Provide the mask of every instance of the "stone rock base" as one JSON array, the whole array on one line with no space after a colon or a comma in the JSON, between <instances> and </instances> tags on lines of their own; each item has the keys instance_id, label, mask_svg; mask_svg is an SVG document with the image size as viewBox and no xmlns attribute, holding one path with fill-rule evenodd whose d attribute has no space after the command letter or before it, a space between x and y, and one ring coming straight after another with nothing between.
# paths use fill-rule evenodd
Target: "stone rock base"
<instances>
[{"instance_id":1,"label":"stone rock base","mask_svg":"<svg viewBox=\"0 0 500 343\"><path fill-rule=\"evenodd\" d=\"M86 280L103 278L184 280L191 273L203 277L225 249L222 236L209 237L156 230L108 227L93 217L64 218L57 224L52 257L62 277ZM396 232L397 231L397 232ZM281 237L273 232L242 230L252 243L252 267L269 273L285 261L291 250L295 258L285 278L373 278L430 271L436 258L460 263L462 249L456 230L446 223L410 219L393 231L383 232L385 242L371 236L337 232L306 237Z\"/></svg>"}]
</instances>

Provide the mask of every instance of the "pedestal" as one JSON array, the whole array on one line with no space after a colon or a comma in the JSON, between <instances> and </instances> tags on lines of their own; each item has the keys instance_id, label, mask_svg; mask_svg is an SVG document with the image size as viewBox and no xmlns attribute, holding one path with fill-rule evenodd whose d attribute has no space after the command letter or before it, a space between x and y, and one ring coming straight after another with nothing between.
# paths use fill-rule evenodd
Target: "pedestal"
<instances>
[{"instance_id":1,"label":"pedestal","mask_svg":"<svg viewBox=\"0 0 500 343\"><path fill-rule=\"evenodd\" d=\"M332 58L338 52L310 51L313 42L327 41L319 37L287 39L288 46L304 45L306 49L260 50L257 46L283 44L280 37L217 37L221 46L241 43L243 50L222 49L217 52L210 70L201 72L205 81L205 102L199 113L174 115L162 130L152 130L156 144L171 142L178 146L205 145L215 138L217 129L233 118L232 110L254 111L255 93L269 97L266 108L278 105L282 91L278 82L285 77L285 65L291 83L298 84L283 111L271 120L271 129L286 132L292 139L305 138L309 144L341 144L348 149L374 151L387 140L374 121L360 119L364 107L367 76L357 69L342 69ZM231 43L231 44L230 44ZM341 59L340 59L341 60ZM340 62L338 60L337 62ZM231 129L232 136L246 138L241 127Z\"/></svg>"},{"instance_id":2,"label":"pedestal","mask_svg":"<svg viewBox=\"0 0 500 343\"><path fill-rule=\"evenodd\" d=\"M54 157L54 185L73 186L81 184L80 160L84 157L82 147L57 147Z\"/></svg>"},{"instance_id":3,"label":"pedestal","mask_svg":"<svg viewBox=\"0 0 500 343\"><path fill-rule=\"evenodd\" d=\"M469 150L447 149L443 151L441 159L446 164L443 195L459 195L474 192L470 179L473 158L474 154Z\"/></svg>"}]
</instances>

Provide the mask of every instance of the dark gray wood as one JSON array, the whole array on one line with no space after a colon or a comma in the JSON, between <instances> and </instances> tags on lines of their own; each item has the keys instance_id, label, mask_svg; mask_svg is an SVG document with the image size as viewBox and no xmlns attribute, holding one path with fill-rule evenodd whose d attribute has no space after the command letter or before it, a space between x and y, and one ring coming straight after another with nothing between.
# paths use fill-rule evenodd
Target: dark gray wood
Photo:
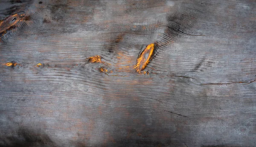
<instances>
[{"instance_id":1,"label":"dark gray wood","mask_svg":"<svg viewBox=\"0 0 256 147\"><path fill-rule=\"evenodd\" d=\"M0 3L0 146L256 147L254 0Z\"/></svg>"}]
</instances>

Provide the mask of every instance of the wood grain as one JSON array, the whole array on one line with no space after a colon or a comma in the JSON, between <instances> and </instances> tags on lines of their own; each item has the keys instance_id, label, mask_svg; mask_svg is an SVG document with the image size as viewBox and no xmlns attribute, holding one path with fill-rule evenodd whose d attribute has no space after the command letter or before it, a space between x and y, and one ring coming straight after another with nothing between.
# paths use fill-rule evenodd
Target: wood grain
<instances>
[{"instance_id":1,"label":"wood grain","mask_svg":"<svg viewBox=\"0 0 256 147\"><path fill-rule=\"evenodd\" d=\"M0 5L0 146L256 146L253 0Z\"/></svg>"}]
</instances>

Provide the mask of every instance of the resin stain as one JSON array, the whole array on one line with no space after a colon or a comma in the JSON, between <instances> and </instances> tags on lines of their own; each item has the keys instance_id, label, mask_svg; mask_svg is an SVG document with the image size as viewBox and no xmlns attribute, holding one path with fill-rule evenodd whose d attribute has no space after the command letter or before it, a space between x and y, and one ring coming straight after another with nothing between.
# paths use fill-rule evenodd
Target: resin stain
<instances>
[{"instance_id":1,"label":"resin stain","mask_svg":"<svg viewBox=\"0 0 256 147\"><path fill-rule=\"evenodd\" d=\"M98 55L90 57L89 60L91 63L101 63L101 57Z\"/></svg>"},{"instance_id":2,"label":"resin stain","mask_svg":"<svg viewBox=\"0 0 256 147\"><path fill-rule=\"evenodd\" d=\"M134 68L136 71L140 72L144 70L151 59L155 48L155 44L151 43L148 45L141 53L139 58L137 59L137 64Z\"/></svg>"},{"instance_id":3,"label":"resin stain","mask_svg":"<svg viewBox=\"0 0 256 147\"><path fill-rule=\"evenodd\" d=\"M0 33L4 34L6 31L15 28L24 17L25 13L20 12L6 18L0 23Z\"/></svg>"}]
</instances>

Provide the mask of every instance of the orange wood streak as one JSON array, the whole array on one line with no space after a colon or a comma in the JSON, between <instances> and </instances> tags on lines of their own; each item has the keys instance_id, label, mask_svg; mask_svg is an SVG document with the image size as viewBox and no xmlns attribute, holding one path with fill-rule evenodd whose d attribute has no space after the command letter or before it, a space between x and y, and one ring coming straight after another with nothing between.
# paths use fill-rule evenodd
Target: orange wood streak
<instances>
[{"instance_id":1,"label":"orange wood streak","mask_svg":"<svg viewBox=\"0 0 256 147\"><path fill-rule=\"evenodd\" d=\"M38 67L40 67L40 66L41 66L42 65L43 65L41 63L39 63L36 65L36 66Z\"/></svg>"},{"instance_id":2,"label":"orange wood streak","mask_svg":"<svg viewBox=\"0 0 256 147\"><path fill-rule=\"evenodd\" d=\"M137 64L134 68L136 71L140 72L146 67L150 61L151 57L154 49L154 44L151 43L148 45L146 48L143 51L140 57L137 59Z\"/></svg>"},{"instance_id":3,"label":"orange wood streak","mask_svg":"<svg viewBox=\"0 0 256 147\"><path fill-rule=\"evenodd\" d=\"M0 33L6 31L19 21L23 21L25 14L23 13L15 14L0 22Z\"/></svg>"},{"instance_id":4,"label":"orange wood streak","mask_svg":"<svg viewBox=\"0 0 256 147\"><path fill-rule=\"evenodd\" d=\"M14 67L14 66L15 66L16 65L17 65L17 63L15 62L8 62L8 63L6 63L4 64L4 65L7 66Z\"/></svg>"},{"instance_id":5,"label":"orange wood streak","mask_svg":"<svg viewBox=\"0 0 256 147\"><path fill-rule=\"evenodd\" d=\"M95 56L93 56L93 57L90 57L89 58L90 59L90 62L91 62L91 63L101 63L101 57L97 55L96 55Z\"/></svg>"},{"instance_id":6,"label":"orange wood streak","mask_svg":"<svg viewBox=\"0 0 256 147\"><path fill-rule=\"evenodd\" d=\"M11 66L13 65L13 64L12 62L8 62L8 63L6 63L4 64L4 65L5 65L6 66Z\"/></svg>"}]
</instances>

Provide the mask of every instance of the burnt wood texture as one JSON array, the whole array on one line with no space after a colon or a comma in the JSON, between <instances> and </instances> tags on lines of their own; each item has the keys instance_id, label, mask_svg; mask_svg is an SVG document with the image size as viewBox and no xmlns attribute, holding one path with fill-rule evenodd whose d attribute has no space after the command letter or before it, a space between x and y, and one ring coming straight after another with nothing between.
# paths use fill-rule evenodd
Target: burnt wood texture
<instances>
[{"instance_id":1,"label":"burnt wood texture","mask_svg":"<svg viewBox=\"0 0 256 147\"><path fill-rule=\"evenodd\" d=\"M0 0L0 147L256 147L253 0Z\"/></svg>"}]
</instances>

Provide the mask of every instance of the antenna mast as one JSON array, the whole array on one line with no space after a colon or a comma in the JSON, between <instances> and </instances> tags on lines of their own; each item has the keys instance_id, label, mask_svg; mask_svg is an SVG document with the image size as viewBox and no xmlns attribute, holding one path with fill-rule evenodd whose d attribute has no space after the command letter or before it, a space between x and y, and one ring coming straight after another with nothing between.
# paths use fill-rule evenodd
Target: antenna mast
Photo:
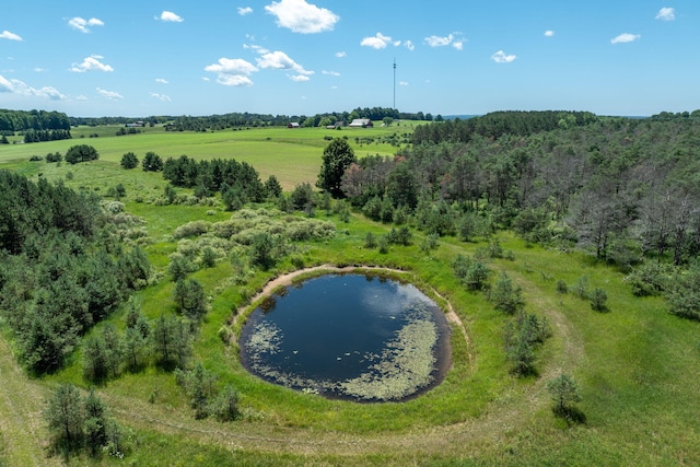
<instances>
[{"instance_id":1,"label":"antenna mast","mask_svg":"<svg viewBox=\"0 0 700 467\"><path fill-rule=\"evenodd\" d=\"M396 110L396 57L394 58L394 110Z\"/></svg>"}]
</instances>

========================

Task to complete> Show every line of the records that contains the word "Target", and note that case counts.

Result for this exercise>
Target: "stone rock base"
Target: "pedestal"
Target: dark gray wood
Target: wood grain
Target: resin stain
Target: orange wood streak
Target: burnt wood texture
Target: antenna mast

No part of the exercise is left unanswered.